Study text.
CBCHS Committed to Strength her Health Insurance Policy after Morocco HTA Training

CBCHS Committed to Strength her Health Insurance Policy after Morocco HTA Training
CBCHS Committed to Strength her Health Insurance Policy after Morocco HTA Training

Advocates and patient organization leaders from across Africa and the Middle East met from November 13-14, 2015 in Marrakech, Morocco for Health Technology Assessment (HTA) Training. HTA is a form of policy research that examines the short and long-term consequences of using a healthcare technology. It is a multidisciplinary process that summarises information about the medical, social, economic and ethical issues related to the use of a health technology in a systematic, transparent, unbiased and robust manner. Organized by The Max Foundation (US-based organization), the workshop provided patient organizations in the region with an understanding of HTA and its role in HTA as an ‘evidence-based’ process.
Two experts led in the training; Professor Panos Kanavos, adept health economist from the London School of Economics and international advisor on HTA and Jean Mossman, an authority on health systems trainings for advocates. Together, they have co-developed a curriculum for training health advocates which has now been used in each region of the world. Workshop organizers shared the belief that a successful access strategy must ensure that the patient voice and concerns are addressed when making key decisions within health systems.

Exercise description.
Please rewrite the article on the HTA training between "Advocates and patient" and "an ‘evidence-based’ process.", inclusive, replacing "workshop" with "seminar". Rely only on the article on the HTA training.

Data excerpts.
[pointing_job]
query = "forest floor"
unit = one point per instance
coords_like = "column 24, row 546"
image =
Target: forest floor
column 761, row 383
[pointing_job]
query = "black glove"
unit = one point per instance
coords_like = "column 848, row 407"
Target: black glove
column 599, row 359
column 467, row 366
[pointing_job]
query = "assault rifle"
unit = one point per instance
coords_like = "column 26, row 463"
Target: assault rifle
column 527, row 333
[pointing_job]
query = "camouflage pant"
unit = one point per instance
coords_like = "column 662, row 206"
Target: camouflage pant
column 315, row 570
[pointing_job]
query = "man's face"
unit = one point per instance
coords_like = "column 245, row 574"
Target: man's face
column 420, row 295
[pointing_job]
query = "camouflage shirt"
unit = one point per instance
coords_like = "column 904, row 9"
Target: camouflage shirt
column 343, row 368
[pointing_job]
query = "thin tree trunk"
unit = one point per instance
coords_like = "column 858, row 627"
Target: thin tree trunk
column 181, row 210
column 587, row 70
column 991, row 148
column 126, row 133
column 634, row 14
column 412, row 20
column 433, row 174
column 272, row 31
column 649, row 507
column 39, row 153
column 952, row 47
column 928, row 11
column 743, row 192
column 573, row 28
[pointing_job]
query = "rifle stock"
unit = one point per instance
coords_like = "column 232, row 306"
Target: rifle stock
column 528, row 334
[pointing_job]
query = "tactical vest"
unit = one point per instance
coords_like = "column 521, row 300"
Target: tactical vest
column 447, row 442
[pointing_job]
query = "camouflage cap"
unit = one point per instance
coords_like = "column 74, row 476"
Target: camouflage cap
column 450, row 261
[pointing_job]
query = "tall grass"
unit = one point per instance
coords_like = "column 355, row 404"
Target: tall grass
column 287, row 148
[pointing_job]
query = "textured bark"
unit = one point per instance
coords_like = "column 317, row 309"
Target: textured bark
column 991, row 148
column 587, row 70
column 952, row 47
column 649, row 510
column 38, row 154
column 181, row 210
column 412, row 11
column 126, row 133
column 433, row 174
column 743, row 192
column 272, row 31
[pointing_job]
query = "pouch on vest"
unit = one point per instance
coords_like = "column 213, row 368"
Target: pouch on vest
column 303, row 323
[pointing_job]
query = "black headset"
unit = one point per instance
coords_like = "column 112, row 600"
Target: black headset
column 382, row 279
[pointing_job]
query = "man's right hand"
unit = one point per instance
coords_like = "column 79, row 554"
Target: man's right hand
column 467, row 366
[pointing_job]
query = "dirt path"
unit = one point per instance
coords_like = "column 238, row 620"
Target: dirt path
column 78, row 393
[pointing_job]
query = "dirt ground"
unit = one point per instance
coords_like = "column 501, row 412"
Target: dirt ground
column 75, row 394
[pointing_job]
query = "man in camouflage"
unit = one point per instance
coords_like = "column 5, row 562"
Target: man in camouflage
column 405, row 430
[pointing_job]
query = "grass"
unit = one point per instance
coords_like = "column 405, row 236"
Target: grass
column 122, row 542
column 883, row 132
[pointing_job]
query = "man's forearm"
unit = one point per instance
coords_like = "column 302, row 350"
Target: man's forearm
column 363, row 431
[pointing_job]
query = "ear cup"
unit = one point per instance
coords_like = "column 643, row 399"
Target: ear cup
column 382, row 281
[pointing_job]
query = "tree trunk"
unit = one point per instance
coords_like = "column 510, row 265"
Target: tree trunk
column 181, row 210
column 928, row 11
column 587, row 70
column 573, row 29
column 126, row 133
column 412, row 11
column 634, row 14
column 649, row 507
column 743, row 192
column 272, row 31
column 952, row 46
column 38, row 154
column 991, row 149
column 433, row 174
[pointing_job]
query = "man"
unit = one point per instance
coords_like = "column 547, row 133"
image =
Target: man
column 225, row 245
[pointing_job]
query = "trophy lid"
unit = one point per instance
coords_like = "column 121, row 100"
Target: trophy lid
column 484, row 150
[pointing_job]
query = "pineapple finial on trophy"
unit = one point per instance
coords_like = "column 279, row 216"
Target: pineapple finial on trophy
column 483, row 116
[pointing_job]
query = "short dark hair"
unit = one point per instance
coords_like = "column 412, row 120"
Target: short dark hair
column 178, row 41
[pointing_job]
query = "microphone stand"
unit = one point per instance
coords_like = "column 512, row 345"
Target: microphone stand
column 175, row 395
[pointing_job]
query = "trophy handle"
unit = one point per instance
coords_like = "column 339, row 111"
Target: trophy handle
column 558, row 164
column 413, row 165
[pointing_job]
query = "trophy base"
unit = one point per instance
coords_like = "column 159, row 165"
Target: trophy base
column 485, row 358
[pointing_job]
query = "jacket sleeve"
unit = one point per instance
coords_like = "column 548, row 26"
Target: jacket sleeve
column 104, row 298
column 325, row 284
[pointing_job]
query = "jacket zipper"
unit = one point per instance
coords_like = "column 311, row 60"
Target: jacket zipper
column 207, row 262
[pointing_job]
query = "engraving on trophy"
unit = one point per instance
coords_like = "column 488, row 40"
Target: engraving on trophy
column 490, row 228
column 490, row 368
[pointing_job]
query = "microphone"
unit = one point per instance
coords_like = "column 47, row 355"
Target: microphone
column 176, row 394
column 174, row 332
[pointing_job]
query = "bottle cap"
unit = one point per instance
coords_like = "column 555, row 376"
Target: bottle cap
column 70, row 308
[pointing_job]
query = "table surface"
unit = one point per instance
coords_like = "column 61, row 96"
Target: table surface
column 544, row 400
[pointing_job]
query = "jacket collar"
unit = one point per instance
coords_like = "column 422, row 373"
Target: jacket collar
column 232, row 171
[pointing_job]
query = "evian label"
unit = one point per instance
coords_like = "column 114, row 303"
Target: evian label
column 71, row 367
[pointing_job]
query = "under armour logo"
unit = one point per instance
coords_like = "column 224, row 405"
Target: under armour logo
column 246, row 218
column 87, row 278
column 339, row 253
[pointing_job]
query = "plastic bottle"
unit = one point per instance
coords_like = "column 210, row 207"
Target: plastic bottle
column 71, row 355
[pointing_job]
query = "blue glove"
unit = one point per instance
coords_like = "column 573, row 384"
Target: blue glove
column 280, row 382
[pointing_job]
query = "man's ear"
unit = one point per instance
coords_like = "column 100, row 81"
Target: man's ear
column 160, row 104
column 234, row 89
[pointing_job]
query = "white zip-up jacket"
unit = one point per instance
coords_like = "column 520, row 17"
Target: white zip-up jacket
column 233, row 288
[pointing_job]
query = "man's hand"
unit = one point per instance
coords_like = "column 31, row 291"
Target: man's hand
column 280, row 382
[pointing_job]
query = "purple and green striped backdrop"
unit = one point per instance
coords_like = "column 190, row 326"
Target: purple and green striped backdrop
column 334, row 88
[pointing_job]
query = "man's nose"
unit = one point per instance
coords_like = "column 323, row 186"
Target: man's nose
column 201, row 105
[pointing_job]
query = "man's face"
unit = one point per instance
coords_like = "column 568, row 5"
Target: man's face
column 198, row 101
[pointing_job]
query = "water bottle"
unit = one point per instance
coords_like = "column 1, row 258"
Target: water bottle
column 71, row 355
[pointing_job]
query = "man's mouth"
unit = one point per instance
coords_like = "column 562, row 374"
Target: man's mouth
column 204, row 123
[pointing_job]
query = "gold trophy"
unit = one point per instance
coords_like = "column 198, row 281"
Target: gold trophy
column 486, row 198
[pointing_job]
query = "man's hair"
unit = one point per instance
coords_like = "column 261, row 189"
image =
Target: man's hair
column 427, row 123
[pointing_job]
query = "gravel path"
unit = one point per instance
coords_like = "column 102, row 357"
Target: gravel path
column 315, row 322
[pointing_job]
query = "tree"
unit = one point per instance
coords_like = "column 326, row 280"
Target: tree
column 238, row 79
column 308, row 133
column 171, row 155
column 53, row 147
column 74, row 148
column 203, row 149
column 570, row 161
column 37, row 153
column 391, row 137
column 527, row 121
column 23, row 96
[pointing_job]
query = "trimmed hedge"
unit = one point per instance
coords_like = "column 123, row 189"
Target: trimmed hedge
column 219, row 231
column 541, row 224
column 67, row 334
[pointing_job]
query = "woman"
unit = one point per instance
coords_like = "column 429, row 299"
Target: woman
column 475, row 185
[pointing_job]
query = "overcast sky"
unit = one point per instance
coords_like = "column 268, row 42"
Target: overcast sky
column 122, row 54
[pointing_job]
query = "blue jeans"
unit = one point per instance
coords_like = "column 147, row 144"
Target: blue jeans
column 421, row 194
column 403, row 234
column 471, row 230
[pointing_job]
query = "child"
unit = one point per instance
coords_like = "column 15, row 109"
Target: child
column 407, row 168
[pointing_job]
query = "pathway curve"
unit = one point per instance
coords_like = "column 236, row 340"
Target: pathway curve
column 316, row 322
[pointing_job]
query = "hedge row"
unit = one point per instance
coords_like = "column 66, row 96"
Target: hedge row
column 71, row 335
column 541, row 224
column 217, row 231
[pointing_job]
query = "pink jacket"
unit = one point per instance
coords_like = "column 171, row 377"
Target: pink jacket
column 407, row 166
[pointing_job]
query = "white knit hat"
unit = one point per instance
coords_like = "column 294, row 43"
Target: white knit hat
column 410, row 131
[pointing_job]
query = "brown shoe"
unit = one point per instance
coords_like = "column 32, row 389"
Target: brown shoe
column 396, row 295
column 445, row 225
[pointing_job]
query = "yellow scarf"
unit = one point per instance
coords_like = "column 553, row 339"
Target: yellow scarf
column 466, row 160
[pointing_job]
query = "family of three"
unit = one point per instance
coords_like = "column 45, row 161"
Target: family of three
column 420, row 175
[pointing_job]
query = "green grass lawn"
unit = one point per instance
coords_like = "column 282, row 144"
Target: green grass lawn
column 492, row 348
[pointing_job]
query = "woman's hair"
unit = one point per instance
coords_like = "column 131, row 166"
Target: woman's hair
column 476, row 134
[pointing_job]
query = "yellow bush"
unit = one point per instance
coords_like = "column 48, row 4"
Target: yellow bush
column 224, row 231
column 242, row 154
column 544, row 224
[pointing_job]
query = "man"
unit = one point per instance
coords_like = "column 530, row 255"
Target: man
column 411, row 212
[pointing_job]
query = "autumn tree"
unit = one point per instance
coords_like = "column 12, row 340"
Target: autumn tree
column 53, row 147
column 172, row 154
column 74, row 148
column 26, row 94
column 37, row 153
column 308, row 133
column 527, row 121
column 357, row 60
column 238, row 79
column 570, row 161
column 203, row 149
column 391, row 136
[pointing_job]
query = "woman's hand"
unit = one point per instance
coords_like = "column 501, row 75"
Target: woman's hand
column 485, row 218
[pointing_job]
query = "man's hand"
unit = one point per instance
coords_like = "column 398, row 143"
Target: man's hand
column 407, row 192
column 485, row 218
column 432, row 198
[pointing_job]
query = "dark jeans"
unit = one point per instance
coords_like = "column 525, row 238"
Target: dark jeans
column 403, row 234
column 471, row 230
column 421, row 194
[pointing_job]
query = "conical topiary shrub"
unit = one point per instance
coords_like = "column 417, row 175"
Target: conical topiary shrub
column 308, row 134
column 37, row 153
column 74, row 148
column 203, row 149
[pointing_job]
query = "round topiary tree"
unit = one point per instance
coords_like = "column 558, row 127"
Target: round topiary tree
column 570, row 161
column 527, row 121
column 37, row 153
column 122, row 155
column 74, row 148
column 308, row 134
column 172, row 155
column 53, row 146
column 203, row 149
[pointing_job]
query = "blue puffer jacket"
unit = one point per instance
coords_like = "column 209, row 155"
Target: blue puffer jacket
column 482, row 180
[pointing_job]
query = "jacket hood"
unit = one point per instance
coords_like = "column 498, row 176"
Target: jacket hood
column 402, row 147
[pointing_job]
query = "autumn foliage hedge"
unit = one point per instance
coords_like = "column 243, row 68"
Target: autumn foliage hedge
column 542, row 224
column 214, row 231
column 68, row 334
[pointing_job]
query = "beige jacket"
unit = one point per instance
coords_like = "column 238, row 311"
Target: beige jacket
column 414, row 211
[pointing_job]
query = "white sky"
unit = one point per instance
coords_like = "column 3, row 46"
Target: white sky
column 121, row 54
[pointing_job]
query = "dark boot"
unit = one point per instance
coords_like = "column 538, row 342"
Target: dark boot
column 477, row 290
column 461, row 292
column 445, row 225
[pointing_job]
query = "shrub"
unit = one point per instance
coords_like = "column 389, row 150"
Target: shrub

Task output.
Advocates and patient organization leaders from across Africa and the Middle East met from November 13-14, 2015 in Marrakech, Morocco for Health Technology Assessment (HTA) Training. HTA is a form of policy research that examines the short and long-term consequences of using a healthcare technology. It is a multidisciplinary process that summarises information about the medical, social, economic and ethical issues related to the use of a health technology in a systematic, transparent, unbiased and robust manner. Organized by The Max Foundation (US-based organization), the seminar provided patient organizations in the region with an understanding of HTA and its role in HTA as an ‘evidence-based’ process.